(Records from a point labeling set)
— START —

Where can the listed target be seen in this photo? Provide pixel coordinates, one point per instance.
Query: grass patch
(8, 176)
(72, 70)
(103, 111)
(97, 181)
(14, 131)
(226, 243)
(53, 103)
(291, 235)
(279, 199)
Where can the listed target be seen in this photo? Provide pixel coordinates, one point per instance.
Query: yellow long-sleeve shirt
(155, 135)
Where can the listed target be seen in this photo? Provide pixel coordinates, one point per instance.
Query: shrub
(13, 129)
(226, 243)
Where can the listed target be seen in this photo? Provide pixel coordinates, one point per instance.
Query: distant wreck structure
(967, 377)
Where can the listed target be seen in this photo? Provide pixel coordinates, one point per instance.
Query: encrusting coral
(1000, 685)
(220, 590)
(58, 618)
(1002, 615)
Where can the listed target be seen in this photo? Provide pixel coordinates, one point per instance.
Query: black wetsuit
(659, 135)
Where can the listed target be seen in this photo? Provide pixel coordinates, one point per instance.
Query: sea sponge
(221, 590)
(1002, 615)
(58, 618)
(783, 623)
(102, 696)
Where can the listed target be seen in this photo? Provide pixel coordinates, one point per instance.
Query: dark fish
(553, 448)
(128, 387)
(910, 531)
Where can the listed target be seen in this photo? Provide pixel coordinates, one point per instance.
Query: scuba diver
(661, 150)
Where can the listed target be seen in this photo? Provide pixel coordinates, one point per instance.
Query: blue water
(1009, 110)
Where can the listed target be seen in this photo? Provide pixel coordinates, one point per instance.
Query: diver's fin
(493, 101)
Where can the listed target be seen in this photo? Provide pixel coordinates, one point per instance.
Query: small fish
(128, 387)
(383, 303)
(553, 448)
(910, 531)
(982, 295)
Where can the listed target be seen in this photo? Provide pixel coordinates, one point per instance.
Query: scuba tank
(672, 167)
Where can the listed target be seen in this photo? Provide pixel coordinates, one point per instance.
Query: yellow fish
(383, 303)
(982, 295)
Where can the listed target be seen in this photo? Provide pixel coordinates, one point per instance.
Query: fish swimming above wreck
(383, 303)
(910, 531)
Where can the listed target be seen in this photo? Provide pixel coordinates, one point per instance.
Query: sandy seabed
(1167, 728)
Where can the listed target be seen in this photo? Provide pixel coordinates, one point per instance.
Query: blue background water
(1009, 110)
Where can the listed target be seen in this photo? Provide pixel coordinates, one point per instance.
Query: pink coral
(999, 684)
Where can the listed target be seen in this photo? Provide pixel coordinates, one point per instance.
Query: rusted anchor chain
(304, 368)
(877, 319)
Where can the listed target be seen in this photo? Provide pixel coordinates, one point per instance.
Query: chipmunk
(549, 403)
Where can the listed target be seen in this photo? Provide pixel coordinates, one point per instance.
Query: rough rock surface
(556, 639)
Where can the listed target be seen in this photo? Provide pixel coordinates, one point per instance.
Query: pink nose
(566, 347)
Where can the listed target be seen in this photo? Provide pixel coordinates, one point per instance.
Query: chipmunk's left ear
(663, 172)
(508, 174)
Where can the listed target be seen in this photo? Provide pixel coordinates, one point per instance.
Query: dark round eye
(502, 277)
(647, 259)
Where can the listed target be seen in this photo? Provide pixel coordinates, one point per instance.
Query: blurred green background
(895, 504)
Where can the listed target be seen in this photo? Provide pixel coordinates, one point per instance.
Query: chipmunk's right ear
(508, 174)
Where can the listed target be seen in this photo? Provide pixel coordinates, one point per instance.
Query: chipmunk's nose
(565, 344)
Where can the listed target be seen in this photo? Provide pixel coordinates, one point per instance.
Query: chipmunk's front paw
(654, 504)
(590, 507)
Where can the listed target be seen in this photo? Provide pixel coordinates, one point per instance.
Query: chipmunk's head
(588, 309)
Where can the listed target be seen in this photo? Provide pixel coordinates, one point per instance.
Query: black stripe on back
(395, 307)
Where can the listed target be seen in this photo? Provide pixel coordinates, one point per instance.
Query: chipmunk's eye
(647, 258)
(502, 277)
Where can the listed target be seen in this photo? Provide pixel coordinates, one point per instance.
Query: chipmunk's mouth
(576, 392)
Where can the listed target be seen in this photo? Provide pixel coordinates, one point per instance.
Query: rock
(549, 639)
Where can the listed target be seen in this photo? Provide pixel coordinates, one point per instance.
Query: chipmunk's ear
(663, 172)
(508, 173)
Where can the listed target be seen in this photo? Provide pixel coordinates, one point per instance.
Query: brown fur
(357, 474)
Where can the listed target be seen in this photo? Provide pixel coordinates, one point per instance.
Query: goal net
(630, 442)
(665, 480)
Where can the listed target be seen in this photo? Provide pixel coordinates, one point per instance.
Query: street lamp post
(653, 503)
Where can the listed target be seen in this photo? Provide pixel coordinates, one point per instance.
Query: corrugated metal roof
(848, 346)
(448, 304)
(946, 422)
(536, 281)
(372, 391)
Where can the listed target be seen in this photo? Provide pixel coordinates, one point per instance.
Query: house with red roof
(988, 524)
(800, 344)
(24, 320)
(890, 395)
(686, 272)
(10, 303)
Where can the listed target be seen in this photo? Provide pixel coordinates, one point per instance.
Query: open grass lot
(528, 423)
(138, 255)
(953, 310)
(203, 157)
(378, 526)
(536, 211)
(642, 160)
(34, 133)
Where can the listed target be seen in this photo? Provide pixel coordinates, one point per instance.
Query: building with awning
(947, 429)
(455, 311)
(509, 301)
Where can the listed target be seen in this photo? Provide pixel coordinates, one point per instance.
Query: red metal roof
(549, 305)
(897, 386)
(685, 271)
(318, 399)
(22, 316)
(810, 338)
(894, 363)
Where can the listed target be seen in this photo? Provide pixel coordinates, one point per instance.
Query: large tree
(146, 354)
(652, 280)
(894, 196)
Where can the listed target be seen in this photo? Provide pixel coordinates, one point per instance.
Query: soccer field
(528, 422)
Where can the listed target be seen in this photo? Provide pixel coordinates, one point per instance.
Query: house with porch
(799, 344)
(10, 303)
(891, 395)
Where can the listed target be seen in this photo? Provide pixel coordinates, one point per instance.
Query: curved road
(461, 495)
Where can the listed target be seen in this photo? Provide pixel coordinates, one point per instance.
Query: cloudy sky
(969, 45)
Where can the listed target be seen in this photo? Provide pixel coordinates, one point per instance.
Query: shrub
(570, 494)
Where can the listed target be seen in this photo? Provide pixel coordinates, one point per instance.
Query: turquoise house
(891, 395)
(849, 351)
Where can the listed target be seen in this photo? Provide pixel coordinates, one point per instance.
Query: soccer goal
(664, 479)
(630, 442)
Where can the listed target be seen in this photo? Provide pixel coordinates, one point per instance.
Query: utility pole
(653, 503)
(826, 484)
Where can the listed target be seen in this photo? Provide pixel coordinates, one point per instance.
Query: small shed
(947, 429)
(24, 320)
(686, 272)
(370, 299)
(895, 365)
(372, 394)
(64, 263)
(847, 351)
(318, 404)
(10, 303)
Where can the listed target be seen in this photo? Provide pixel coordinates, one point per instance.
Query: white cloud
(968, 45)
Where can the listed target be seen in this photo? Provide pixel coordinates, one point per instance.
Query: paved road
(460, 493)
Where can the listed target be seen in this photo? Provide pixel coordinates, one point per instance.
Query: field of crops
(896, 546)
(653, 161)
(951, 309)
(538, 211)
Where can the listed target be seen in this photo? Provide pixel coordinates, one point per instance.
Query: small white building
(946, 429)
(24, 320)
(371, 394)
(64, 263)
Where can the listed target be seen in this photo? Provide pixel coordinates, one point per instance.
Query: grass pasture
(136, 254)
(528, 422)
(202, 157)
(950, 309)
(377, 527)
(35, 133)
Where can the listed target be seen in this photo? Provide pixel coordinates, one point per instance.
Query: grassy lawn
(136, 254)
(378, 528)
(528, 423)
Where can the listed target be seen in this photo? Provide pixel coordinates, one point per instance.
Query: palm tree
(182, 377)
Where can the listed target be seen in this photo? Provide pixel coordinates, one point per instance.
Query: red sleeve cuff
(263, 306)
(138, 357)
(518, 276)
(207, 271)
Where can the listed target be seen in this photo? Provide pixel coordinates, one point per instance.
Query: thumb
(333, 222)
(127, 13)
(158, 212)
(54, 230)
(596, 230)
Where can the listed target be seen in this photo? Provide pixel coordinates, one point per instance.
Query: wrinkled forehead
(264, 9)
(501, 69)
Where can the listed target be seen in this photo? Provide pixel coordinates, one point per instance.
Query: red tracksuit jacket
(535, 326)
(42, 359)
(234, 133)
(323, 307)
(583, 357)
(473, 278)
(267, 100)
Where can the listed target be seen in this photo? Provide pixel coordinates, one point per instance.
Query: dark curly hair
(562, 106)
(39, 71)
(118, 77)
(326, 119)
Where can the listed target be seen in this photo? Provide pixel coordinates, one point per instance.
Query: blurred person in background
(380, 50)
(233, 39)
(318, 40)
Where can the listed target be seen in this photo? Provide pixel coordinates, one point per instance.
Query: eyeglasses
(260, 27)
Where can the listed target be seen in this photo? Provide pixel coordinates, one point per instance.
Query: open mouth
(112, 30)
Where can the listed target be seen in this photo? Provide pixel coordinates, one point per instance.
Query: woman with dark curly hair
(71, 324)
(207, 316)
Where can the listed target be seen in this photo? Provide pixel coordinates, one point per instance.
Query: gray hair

— END —

* [REQUIREMENT]
Count the lines in the listing above that contain the string "yellow". Reply with the number alone.

* [EXPECTED ANSWER]
2